§ **Your objective**:
Repeat the entries below word for word, though any picture in them should be dropped.

(Input Opens)

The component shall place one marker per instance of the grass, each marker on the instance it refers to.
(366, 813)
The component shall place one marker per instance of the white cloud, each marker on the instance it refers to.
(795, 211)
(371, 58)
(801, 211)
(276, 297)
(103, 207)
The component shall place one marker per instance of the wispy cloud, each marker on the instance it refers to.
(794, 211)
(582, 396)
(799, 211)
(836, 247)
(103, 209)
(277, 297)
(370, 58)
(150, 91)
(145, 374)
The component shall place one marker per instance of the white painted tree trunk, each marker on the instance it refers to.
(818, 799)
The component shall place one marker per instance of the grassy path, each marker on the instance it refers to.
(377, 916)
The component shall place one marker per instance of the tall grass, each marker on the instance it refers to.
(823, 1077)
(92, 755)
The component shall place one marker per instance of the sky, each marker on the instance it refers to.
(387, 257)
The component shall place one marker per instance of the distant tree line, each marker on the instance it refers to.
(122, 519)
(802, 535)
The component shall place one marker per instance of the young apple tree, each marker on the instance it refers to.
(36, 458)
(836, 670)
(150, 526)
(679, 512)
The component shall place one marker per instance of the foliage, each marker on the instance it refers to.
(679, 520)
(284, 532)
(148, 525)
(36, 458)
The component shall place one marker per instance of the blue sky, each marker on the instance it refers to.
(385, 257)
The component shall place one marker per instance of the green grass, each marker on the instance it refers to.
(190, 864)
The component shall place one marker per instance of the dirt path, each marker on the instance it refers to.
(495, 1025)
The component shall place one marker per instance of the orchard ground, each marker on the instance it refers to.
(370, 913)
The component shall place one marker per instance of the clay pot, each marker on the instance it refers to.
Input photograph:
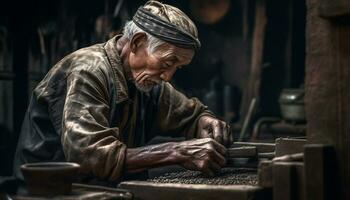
(49, 178)
(292, 105)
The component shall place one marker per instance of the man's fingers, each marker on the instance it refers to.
(219, 147)
(219, 159)
(215, 167)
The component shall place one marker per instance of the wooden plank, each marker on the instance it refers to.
(334, 8)
(320, 172)
(242, 152)
(286, 146)
(261, 147)
(143, 190)
(265, 175)
(253, 84)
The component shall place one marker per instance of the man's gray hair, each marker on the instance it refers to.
(166, 12)
(130, 29)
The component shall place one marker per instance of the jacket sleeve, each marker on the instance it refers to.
(87, 137)
(178, 115)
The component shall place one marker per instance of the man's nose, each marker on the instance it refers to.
(167, 75)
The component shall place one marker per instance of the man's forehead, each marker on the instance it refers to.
(169, 51)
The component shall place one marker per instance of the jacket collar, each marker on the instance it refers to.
(117, 66)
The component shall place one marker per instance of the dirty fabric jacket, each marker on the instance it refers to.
(84, 111)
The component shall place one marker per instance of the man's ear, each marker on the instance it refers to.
(137, 41)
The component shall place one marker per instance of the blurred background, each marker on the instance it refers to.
(251, 63)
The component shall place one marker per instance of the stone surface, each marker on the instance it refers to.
(227, 176)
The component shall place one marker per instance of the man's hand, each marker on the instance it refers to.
(210, 127)
(205, 155)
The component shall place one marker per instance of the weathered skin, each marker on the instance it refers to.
(207, 153)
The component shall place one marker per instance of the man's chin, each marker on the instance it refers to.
(144, 88)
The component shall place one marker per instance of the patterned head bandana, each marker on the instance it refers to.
(162, 29)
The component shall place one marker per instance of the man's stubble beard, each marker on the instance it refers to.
(147, 88)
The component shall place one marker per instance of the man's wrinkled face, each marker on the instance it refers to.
(149, 70)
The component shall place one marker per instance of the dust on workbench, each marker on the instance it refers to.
(227, 176)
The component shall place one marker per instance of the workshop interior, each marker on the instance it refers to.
(277, 71)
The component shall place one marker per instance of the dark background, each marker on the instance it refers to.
(34, 35)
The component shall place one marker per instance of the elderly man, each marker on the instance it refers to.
(100, 105)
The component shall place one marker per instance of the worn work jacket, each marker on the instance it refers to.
(83, 112)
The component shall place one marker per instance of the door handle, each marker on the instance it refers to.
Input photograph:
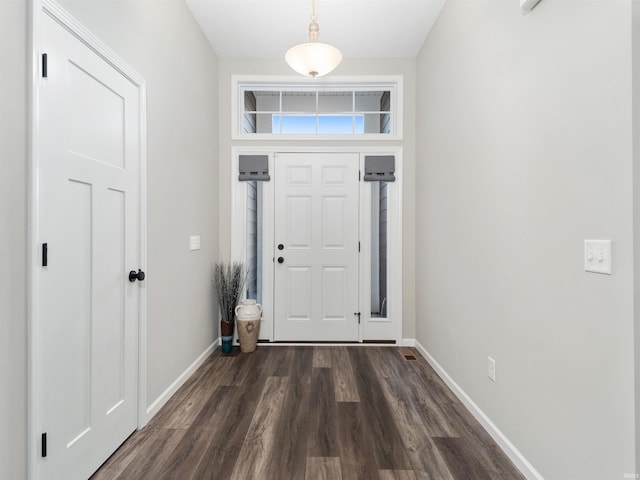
(133, 275)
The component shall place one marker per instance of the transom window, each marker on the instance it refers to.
(326, 111)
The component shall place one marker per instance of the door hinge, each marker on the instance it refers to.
(44, 65)
(44, 445)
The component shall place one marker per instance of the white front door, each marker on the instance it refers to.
(316, 247)
(89, 216)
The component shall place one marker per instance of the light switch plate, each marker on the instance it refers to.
(194, 242)
(597, 256)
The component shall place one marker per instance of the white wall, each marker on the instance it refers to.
(405, 67)
(13, 239)
(636, 209)
(525, 149)
(162, 41)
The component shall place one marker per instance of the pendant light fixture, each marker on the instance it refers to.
(313, 59)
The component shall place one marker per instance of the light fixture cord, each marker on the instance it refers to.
(314, 28)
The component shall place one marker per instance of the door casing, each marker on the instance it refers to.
(370, 329)
(38, 8)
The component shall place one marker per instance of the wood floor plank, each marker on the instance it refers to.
(480, 444)
(192, 447)
(322, 357)
(177, 402)
(396, 475)
(290, 445)
(149, 463)
(461, 463)
(355, 443)
(417, 444)
(124, 455)
(410, 389)
(322, 429)
(388, 362)
(256, 451)
(220, 459)
(345, 383)
(323, 468)
(272, 415)
(388, 450)
(302, 365)
(436, 388)
(279, 362)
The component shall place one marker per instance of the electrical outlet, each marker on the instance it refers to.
(194, 242)
(597, 256)
(491, 368)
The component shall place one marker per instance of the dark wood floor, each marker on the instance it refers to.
(302, 413)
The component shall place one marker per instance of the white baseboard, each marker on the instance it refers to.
(164, 397)
(500, 438)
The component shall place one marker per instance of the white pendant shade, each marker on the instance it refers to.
(313, 59)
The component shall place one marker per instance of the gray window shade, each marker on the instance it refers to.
(254, 167)
(380, 168)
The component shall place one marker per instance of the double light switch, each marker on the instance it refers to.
(597, 256)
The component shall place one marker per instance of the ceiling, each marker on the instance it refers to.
(359, 28)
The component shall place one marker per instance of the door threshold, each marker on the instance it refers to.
(311, 343)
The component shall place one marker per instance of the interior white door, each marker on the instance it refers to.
(316, 254)
(89, 216)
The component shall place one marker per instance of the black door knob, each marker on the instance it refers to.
(133, 275)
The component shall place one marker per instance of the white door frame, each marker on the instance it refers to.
(35, 373)
(389, 328)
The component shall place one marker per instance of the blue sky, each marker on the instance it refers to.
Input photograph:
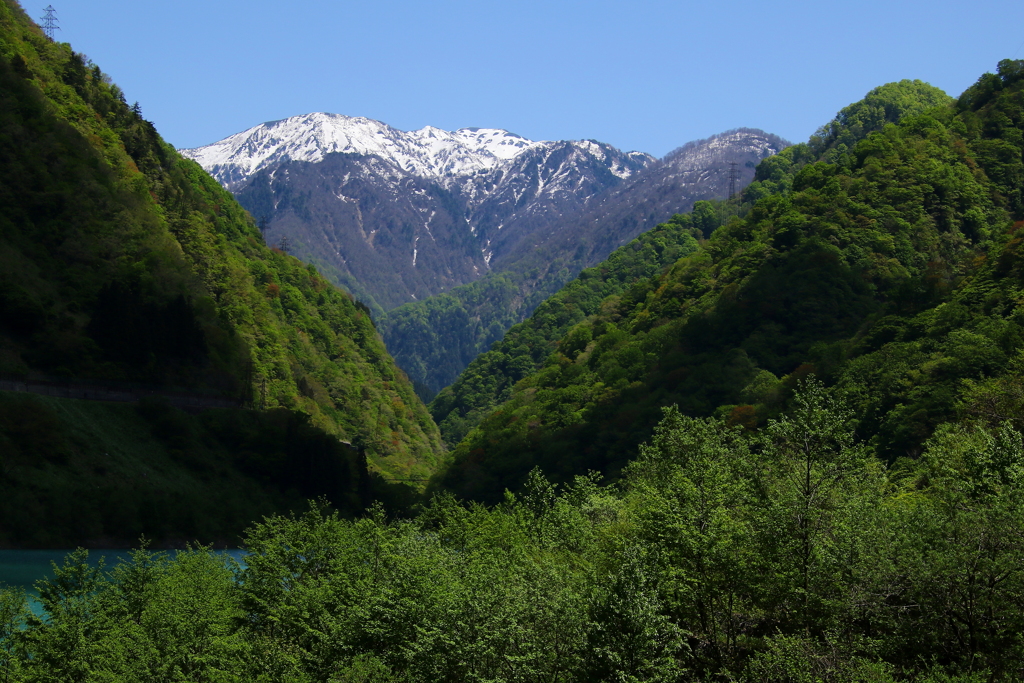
(644, 75)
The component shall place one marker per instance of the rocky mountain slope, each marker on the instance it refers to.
(397, 216)
(433, 340)
(124, 264)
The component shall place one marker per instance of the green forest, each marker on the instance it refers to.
(776, 438)
(123, 264)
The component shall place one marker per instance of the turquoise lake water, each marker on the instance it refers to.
(22, 568)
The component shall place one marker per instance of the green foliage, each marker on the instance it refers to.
(787, 554)
(489, 378)
(884, 266)
(121, 260)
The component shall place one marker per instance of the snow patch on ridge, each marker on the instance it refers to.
(429, 153)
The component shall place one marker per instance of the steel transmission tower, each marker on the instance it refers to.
(49, 22)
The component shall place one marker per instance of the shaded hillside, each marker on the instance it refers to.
(397, 216)
(433, 340)
(848, 267)
(123, 261)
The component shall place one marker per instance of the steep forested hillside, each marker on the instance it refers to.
(435, 338)
(872, 263)
(123, 262)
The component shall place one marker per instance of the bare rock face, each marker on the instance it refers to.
(399, 216)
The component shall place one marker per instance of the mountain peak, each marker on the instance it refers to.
(430, 152)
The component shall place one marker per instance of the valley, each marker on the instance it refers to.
(496, 409)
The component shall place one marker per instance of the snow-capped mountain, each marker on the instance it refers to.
(429, 153)
(397, 216)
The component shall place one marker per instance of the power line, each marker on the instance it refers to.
(49, 22)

(Input Closes)

§ **Answer section**:
The component shall place one marker per instance of the grass, each marker on the instance it refers to.
(366, 813)
The component shall place one marker per instance of the white cloud, each marker on the instance it refers to.
(795, 211)
(371, 58)
(801, 211)
(276, 297)
(103, 207)
The component shall place one marker per instance of the wispy cloud, each marker on the instance it refers to.
(794, 211)
(582, 396)
(799, 211)
(836, 247)
(103, 209)
(277, 297)
(370, 58)
(150, 91)
(145, 374)
The component shall place one marker per instance of the white painted tree trunk, each marker on the instance it refers to.
(818, 799)
The component shall place one marker per instance of the grassy path, each marker on the instance it refers to.
(377, 916)
The component shall place one marker per instance of the tall grass, each marker on the instance it refers to.
(823, 1077)
(92, 755)
The component shall place one marker per instance of the sky, each marker on the instance it refers to.
(387, 257)
The component shall place one marker per instance of the distant tree line, each marker on the instance it refers to.
(122, 519)
(802, 535)
The component shall place one marker per instance of the young apple tree, each marker on the instance it refers to.
(36, 458)
(836, 670)
(150, 526)
(679, 512)
The component shall place one marker per instance of the foliage, each marker on the instance it refers to.
(679, 520)
(284, 532)
(148, 525)
(36, 458)
The component shall place one marker per instance of the blue sky, each marker on the instance it refers to.
(385, 257)
The component shall place one marker per instance of the green grass, each marker on the instance it refers to.
(190, 864)
The component shall place one marker per instance of the dirt path, each marker on the instance it refers to.
(495, 1025)
The component shall place one marker per instance of the orchard ground, each marker on the instance it refers to.
(370, 913)
The component shall place one marker per instance of the clay pot, each marker on the instance it refers to.
Input photograph:
(49, 178)
(292, 105)
The component shall place one marker per instance of the man's fingers, each marker on the instance it refers to.
(219, 147)
(219, 159)
(215, 167)
The component shall place one marker per instance of the wooden plank, each marker on the instance it refers to.
(334, 8)
(320, 172)
(242, 152)
(286, 146)
(261, 147)
(143, 190)
(265, 175)
(253, 84)
The component shall place one marker per instance of the man's gray hair, each marker on the instance it refers to.
(166, 12)
(130, 29)
The component shall place one marker per instance of the jacket sleeve, each marker on the instance it refers to.
(87, 137)
(178, 115)
The component shall place one marker per instance of the man's nose, each marker on the instance it refers to.
(167, 75)
The component shall place one marker per instance of the man's forehead, each marker on the instance it refers to.
(169, 51)
The component shall place one marker per instance of the jacket collar, each marker on the instance it refers to.
(117, 66)
The component shall place one marker per instance of the dirty fabric jacket, each marker on the instance it refers to.
(84, 111)
The component shall place one marker per instance of the man's ear, each marker on the instance it refers to.
(137, 41)
The component shall place one marker per instance of the blurred background, each marker on the instance it refers to.
(251, 63)
The component shall place one marker per instance of the stone surface, each marker on the instance it refers to.
(227, 176)
The component shall place one marker per instance of the man's hand, each marker on the instance it refers to.
(210, 127)
(205, 155)
The component shall place one marker per instance of the weathered skin, each marker on the instance it refers to.
(207, 153)
The component shall place one marker per instance of the man's chin, each marker on the instance it refers to.
(144, 88)
The component shall place one marker per instance of the patterned head bandana, each marker on the instance it refers to.
(162, 29)
The component shall place one marker per instance of the man's stubble beard, each marker on the instance it refers to.
(147, 88)
The component shall place one marker per instance of the man's wrinkled face, each marker on the instance it refers to.
(149, 70)
The component shall place one marker per instance of the dust on workbench, each marker on the instance it refers to.
(227, 176)
The component shall place one marker per instance of the workshop interior, each marker on the instance it refers to.
(277, 71)
The component shall place one marker per instance of the dark background, each marker on the instance it refers to.
(34, 35)
The component shall place one marker per instance of the elderly man, each marker on the instance it refers to.
(100, 105)
The component shall place one marker per instance of the worn work jacket, each marker on the instance it refers to.
(83, 112)
The component shall place one marker per instance of the door handle, each marker on the instance it refers to.
Input photograph:
(133, 275)
The component shall place one marker per instance of the transom window, each marker on the instance it refers to.
(326, 111)
The component shall place one marker per instance of the door hinge, each marker on the instance it refers to.
(44, 65)
(44, 445)
The component shall place one marker per instance of the white front door, each marker on the instance it refers to.
(316, 247)
(89, 216)
The component shall place one marker per instance of the light switch plate, each marker on the instance it refers to.
(194, 242)
(597, 256)
The component shall place one marker per instance of the white wall, each marker on the instance it refers to.
(405, 67)
(13, 239)
(636, 209)
(525, 149)
(162, 41)
The component shall place one marker per instance of the pendant light fixture, each marker on the instance it refers to.
(313, 59)
The component shall place one marker per instance of the light fixture cord, each marker on the instance it refers to.
(314, 28)
The component shall place one marker per instance of the door casing, each marker on the instance it refers to.
(370, 329)
(38, 8)
The component shall place one marker per instance of the wood floor plank, each marker on the instance it refers to.
(480, 444)
(192, 447)
(322, 357)
(177, 402)
(396, 475)
(290, 445)
(149, 463)
(461, 463)
(355, 443)
(417, 444)
(124, 455)
(410, 389)
(322, 429)
(388, 362)
(256, 451)
(220, 459)
(345, 383)
(323, 468)
(272, 415)
(388, 450)
(302, 365)
(436, 388)
(279, 362)
The component shall place one marker per instance of the electrical outlet, each marker on the instance it refers to.
(194, 242)
(597, 256)
(491, 368)
The component shall place one marker per instance of the dark wood floor, each marker on the instance it refers to.
(302, 413)
The component shall place one marker per instance of the white baseboard, each marker on the instance it refers to.
(164, 397)
(500, 438)
The component shall place one marker per instance of the white pendant shade, each marker on the instance it refers to.
(313, 59)
The component shall place one marker per instance of the gray window shade, each marker on the instance it refers to.
(254, 167)
(380, 168)
The component shall place one marker per instance of the double light switch, each marker on the instance it refers to.
(597, 256)
The component shall place one marker per instance of the ceiling, each marker on the instance it refers to.
(359, 28)
The component shall place one marker per instance of the door threshold, each marker on the instance it refers to.
(311, 343)
The component shall place one marker per instance of the interior white door, each marker on the instance it refers to.
(316, 254)
(89, 216)
The component shall place one marker per instance of the black door knob, each marker on the instance it refers to.
(133, 275)
The component shall place one marker per instance of the white door frame, each marker on the instance it refers to.
(35, 373)
(389, 328)
The component shall place one marker per instance of the blue sky, each marker on the instance it refers to.
Input photograph:
(644, 75)
The component shall place one marker per instance of the rocky mountain slope, each marker on the instance it refers to.
(397, 216)
(433, 340)
(124, 264)
The component shall place one marker per instance of the green forest, each marker on the instance it refers to.
(776, 438)
(123, 264)
The component shall place one marker per instance of the turquoise lake water, each marker on the instance it refers to.
(22, 568)
The component shall place one marker per instance of the green foliage, each marker on the instance it refers to.
(787, 554)
(489, 378)
(884, 266)
(121, 260)
The component shall place one marker per instance of the snow patch on ridge, each marker on the instance it refers to.
(429, 153)
The component shall place one marker per instance of the steel transmission tower, each marker on the instance it refers to.
(49, 22)
The component shall place one marker per instance of the shaded hillside, each marker on the instance it refers to.
(397, 216)
(433, 340)
(848, 267)
(123, 261)
The component shall place one marker per instance of the steep forested hillside, each marker on the instance it refers to.
(435, 338)
(872, 263)
(123, 262)
The component shall place one marker per instance of the bare rock face, each marker on the instance it refers to.
(399, 216)
The component shall place one marker per instance of the mountain peak, each marker on the instance it refers to.
(430, 152)
The component shall place one marker per instance of the valley, each marker on the instance it refers to.
(496, 409)
The component shall place one marker per instance of the snow-capped mountain, each marker on the instance it refers to.
(429, 153)
(397, 216)
The component shall place one marker per instance of the power line, each marker on the instance it refers to.
(49, 22)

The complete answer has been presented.